Pour les parents d’enfants handicapés, « c’est catastrophique », dit également Vania Aguiar.

Pour les enfants avec une déficience, c’est aussi catastrophique parce qu’ils perdent tous leurs repères : leurs amis, leurs profs, leur lieu de travail scolaire. C’est très difficile.

Vania Aguiar, présidente de la fondation Les petits rois

Les enseignants et ceux qui accompagnent ces élèves « travaillent fort, tellement fort », dit-elle néanmoins. « Mais il faut que ça se règle très rapidement, pour nos jeunes qui doivent aller à l’école », poursuit Mme Aguiar.

Si elle reconnaît le droit des enseignants de faire la grève, Taline Ladayan dit que les parents « ont des limites ».

« Si les proches aidants de ces enfants sont épuisés, qui va en prendre soin ? », demande la mère, qui s’inquiète pour les parents d’enfants handicapés qui n’ont pas certains de ses « privilèges », comme celui de pouvoir travailler de chez soi.

« Même si les parents soutiennent les profs, il y a une fatigue qui s’installe », observe elle aussi Vania Aguiar.

Ce n’est pas le premier conflit de travail à laisser les parents d’enfants lourdement handicapés en plan. À la rentrée 2022, la grève des chauffeurs d’autobus avait forcé de nombreux parents à garder leurs enfants plusieurs jours à la maison, parce que le transport adapté n’était pas disponible. Plusieurs écoles spécialisées reçoivent des enfants qui viennent de loin pour aller dans des classes qui sont adaptées à leurs besoins.

Une surprise pourrait tomber à l’eau

Pour la fondation Les petits rois, la fermeture des écoles vient poser un autre problème : si elles ne rouvrent pas d’ici les vacances des Fêtes, on se retrouvera avec 600 cadeaux qui devaient être distribués dans 3 écoles spécialisées de Montréal.

« Cette année, ça s’avère plus difficile de faire la livraison. On devait le faire lundi, mais ça s’annonce mal », dit Vania Aguiar. Une grande partie des jeunes de ces trois écoles sont « en situation de grande précarité », dit-elle.

Les élèves de l’école Irénée-Lussier de Montréal figurent parmi ceux qui devaient recevoir cette surprise avant les vacances.

Ironie du sort : le premier ministre François Legault et le ministre de l’Éducation Bernard Drainville étaient présents à l’inauguration de l’école fraîchement construite, en octobre dernier.

Plus d’un mois avant le déclenchement de la grève, ils avaient été accueillis par une manifestation des syndiqués du Front commun intersyndical et de l’Alliance des professeurs de Montréal.
- - -
→ OBJECTIF:
Pouvez-vous recopier fidèlement le passage de l'article sur la grève et les enfants handicapés qui commence aux mots contenant « Ce n’est pas » et s'arrête après « à leurs besoins. » ?

→ LIGNES FOURNIES:
- - -
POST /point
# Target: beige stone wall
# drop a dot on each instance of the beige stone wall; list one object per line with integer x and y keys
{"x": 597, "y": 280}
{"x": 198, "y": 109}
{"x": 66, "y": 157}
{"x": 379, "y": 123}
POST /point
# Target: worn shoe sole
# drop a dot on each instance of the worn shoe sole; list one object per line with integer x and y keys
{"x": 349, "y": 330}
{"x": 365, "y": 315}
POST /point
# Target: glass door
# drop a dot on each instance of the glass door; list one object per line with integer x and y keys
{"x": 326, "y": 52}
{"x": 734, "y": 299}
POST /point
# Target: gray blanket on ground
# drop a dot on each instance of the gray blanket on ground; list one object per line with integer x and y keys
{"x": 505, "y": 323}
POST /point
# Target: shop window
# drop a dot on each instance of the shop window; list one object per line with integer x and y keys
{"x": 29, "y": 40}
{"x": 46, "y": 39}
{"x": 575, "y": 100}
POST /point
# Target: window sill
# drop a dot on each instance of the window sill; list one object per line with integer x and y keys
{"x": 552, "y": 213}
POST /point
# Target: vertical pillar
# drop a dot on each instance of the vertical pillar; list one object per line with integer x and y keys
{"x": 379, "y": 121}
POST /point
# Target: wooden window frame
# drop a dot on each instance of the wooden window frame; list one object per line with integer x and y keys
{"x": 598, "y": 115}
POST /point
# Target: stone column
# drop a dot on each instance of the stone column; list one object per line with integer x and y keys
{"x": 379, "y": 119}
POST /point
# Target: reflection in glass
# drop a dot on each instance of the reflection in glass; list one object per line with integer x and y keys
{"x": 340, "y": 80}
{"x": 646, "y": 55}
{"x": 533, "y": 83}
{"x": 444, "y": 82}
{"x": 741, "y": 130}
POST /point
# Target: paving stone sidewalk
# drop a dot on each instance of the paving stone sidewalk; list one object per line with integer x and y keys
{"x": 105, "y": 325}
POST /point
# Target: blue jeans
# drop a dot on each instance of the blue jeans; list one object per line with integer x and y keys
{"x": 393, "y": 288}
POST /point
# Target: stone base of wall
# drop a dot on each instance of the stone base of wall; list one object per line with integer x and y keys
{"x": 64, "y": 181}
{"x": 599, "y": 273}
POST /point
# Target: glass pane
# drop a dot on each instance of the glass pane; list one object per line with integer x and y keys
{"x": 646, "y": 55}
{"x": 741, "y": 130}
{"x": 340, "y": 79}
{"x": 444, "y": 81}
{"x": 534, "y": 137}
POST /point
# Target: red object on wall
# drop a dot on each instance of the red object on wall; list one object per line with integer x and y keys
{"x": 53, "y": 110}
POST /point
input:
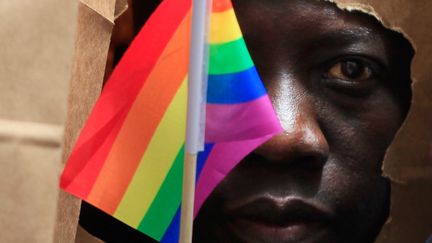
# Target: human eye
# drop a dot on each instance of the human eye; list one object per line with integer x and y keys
{"x": 354, "y": 76}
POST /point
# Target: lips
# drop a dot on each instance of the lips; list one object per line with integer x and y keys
{"x": 278, "y": 219}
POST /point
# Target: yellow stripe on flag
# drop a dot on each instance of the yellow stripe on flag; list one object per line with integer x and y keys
{"x": 224, "y": 27}
{"x": 156, "y": 162}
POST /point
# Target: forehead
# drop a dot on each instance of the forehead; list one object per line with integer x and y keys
{"x": 299, "y": 16}
{"x": 279, "y": 30}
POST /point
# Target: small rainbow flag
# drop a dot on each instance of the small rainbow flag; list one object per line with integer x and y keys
{"x": 128, "y": 159}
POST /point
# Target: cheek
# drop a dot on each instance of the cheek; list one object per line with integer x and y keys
{"x": 360, "y": 136}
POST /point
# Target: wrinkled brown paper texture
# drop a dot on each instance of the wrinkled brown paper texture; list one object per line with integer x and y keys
{"x": 407, "y": 163}
{"x": 94, "y": 26}
{"x": 36, "y": 49}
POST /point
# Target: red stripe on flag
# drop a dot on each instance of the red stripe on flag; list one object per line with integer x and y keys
{"x": 118, "y": 95}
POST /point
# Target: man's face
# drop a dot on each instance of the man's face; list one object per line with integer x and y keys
{"x": 339, "y": 83}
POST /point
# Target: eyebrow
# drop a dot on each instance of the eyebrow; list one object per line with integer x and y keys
{"x": 360, "y": 39}
{"x": 346, "y": 35}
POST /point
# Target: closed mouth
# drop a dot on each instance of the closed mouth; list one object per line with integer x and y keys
{"x": 273, "y": 219}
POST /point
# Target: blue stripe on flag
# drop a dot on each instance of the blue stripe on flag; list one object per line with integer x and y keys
{"x": 235, "y": 87}
{"x": 172, "y": 234}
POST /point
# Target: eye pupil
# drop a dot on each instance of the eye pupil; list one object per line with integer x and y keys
{"x": 352, "y": 69}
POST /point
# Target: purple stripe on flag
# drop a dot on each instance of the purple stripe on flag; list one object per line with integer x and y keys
{"x": 235, "y": 122}
{"x": 222, "y": 159}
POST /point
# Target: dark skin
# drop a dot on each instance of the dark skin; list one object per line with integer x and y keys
{"x": 339, "y": 83}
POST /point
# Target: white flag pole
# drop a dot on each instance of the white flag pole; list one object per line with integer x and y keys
{"x": 195, "y": 125}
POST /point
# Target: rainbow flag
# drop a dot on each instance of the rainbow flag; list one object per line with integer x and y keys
{"x": 128, "y": 159}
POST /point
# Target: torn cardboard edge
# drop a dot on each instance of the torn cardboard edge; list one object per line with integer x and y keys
{"x": 108, "y": 10}
{"x": 391, "y": 233}
{"x": 369, "y": 10}
{"x": 95, "y": 22}
{"x": 408, "y": 217}
{"x": 49, "y": 135}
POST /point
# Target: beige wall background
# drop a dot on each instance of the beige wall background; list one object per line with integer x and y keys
{"x": 45, "y": 98}
{"x": 36, "y": 49}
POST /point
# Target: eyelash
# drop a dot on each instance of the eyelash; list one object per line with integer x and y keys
{"x": 353, "y": 87}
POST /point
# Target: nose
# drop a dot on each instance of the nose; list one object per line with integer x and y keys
{"x": 303, "y": 142}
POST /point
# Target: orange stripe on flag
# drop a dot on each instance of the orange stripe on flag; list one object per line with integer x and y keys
{"x": 221, "y": 5}
{"x": 142, "y": 121}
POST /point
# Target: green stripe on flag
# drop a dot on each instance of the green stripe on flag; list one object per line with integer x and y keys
{"x": 229, "y": 57}
{"x": 165, "y": 205}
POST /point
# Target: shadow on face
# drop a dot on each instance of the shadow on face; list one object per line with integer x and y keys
{"x": 340, "y": 85}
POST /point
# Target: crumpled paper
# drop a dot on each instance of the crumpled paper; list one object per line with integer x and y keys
{"x": 408, "y": 162}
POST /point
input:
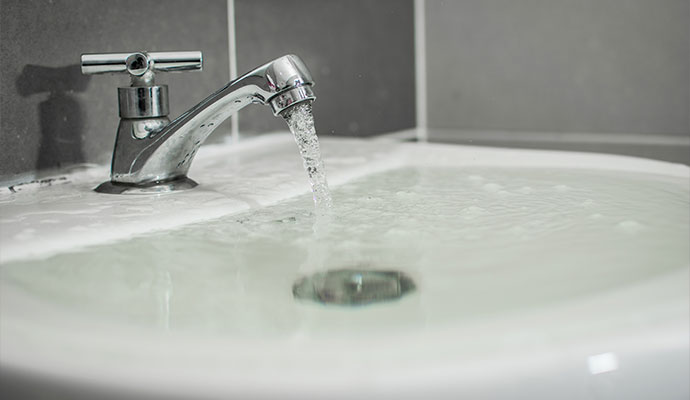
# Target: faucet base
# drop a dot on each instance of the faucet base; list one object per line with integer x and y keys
{"x": 177, "y": 184}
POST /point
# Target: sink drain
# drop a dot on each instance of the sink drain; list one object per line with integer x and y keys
{"x": 352, "y": 287}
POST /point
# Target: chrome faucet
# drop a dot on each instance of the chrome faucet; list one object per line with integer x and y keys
{"x": 152, "y": 154}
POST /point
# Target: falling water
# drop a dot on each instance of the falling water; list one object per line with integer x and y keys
{"x": 301, "y": 122}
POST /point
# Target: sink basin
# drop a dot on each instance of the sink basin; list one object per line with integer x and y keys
{"x": 537, "y": 274}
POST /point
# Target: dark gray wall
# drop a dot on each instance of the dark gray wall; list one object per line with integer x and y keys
{"x": 360, "y": 53}
{"x": 52, "y": 116}
{"x": 559, "y": 65}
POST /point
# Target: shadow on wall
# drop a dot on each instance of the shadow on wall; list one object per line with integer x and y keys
{"x": 60, "y": 115}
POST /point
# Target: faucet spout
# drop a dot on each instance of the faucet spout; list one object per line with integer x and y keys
{"x": 151, "y": 151}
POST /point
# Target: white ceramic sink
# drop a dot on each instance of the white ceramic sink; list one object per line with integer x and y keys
{"x": 537, "y": 275}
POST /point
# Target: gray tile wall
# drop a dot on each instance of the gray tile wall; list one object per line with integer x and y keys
{"x": 52, "y": 116}
{"x": 559, "y": 65}
{"x": 360, "y": 53}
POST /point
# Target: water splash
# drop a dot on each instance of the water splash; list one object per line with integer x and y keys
{"x": 301, "y": 122}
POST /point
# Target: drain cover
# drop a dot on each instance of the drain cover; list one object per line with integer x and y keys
{"x": 353, "y": 287}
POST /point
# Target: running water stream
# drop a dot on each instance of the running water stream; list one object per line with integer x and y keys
{"x": 301, "y": 122}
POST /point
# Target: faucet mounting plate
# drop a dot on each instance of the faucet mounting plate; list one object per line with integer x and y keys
{"x": 181, "y": 183}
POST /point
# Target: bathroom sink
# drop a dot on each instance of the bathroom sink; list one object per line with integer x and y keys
{"x": 536, "y": 274}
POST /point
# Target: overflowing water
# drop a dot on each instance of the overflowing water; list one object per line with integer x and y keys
{"x": 301, "y": 122}
{"x": 476, "y": 241}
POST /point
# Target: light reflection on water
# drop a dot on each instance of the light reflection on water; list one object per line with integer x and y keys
{"x": 476, "y": 242}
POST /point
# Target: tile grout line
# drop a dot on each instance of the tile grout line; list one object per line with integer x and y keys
{"x": 420, "y": 70}
{"x": 232, "y": 54}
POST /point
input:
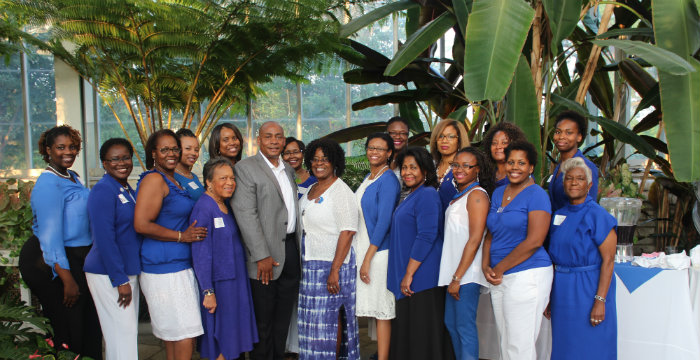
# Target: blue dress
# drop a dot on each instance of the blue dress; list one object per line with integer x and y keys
{"x": 574, "y": 244}
{"x": 219, "y": 264}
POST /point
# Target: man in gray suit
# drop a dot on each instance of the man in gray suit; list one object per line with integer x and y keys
{"x": 266, "y": 211}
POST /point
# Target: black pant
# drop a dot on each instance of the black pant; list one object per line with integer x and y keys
{"x": 78, "y": 327}
{"x": 274, "y": 304}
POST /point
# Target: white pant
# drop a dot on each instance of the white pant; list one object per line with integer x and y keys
{"x": 120, "y": 326}
{"x": 518, "y": 303}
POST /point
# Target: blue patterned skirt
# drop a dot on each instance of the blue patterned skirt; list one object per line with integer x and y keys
{"x": 319, "y": 310}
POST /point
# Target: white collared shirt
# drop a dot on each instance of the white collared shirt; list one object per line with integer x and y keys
{"x": 288, "y": 193}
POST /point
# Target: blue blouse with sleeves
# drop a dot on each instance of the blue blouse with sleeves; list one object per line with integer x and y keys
{"x": 378, "y": 203}
{"x": 163, "y": 257}
{"x": 556, "y": 185}
{"x": 116, "y": 245}
{"x": 193, "y": 186}
{"x": 214, "y": 258}
{"x": 416, "y": 234}
{"x": 60, "y": 214}
{"x": 508, "y": 226}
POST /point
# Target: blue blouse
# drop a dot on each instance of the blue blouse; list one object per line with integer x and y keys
{"x": 60, "y": 214}
{"x": 116, "y": 245}
{"x": 508, "y": 226}
{"x": 378, "y": 203}
{"x": 163, "y": 257}
{"x": 556, "y": 185}
{"x": 193, "y": 186}
{"x": 416, "y": 234}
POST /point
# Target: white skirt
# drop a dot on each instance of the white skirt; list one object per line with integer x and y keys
{"x": 173, "y": 303}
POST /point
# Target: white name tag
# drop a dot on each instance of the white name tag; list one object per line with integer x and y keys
{"x": 122, "y": 198}
{"x": 558, "y": 219}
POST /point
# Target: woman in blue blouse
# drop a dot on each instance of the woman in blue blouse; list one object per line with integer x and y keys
{"x": 113, "y": 264}
{"x": 447, "y": 138}
{"x": 569, "y": 129}
{"x": 167, "y": 279}
{"x": 582, "y": 244}
{"x": 514, "y": 261}
{"x": 183, "y": 172}
{"x": 415, "y": 247}
{"x": 51, "y": 262}
{"x": 377, "y": 197}
{"x": 219, "y": 263}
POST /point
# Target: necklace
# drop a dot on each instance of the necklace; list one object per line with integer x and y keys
{"x": 59, "y": 173}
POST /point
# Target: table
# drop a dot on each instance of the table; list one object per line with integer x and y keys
{"x": 656, "y": 321}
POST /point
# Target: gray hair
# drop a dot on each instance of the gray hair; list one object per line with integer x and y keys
{"x": 577, "y": 162}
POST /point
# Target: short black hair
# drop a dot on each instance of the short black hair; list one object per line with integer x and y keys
{"x": 574, "y": 116}
{"x": 525, "y": 146}
{"x": 424, "y": 161}
{"x": 213, "y": 164}
{"x": 332, "y": 151}
{"x": 215, "y": 139}
{"x": 107, "y": 145}
{"x": 151, "y": 145}
{"x": 387, "y": 139}
{"x": 487, "y": 172}
{"x": 512, "y": 131}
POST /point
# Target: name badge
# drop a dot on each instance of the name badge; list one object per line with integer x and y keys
{"x": 558, "y": 219}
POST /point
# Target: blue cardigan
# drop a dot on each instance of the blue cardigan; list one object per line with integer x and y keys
- - -
→ EXERCICE TERMINÉ:
Ce n’est pas le premier conflit de travail à laisser les parents d’enfants lourdement handicapés en plan. À la rentrée 2022, la grève des chauffeurs d’autobus avait forcé de nombreux parents à garder leurs enfants plusieurs jours à la maison, parce que le transport adapté n’était pas disponible. Plusieurs écoles spécialisées reçoivent des enfants qui viennent de loin pour aller dans des classes qui sont adaptées à leurs besoins.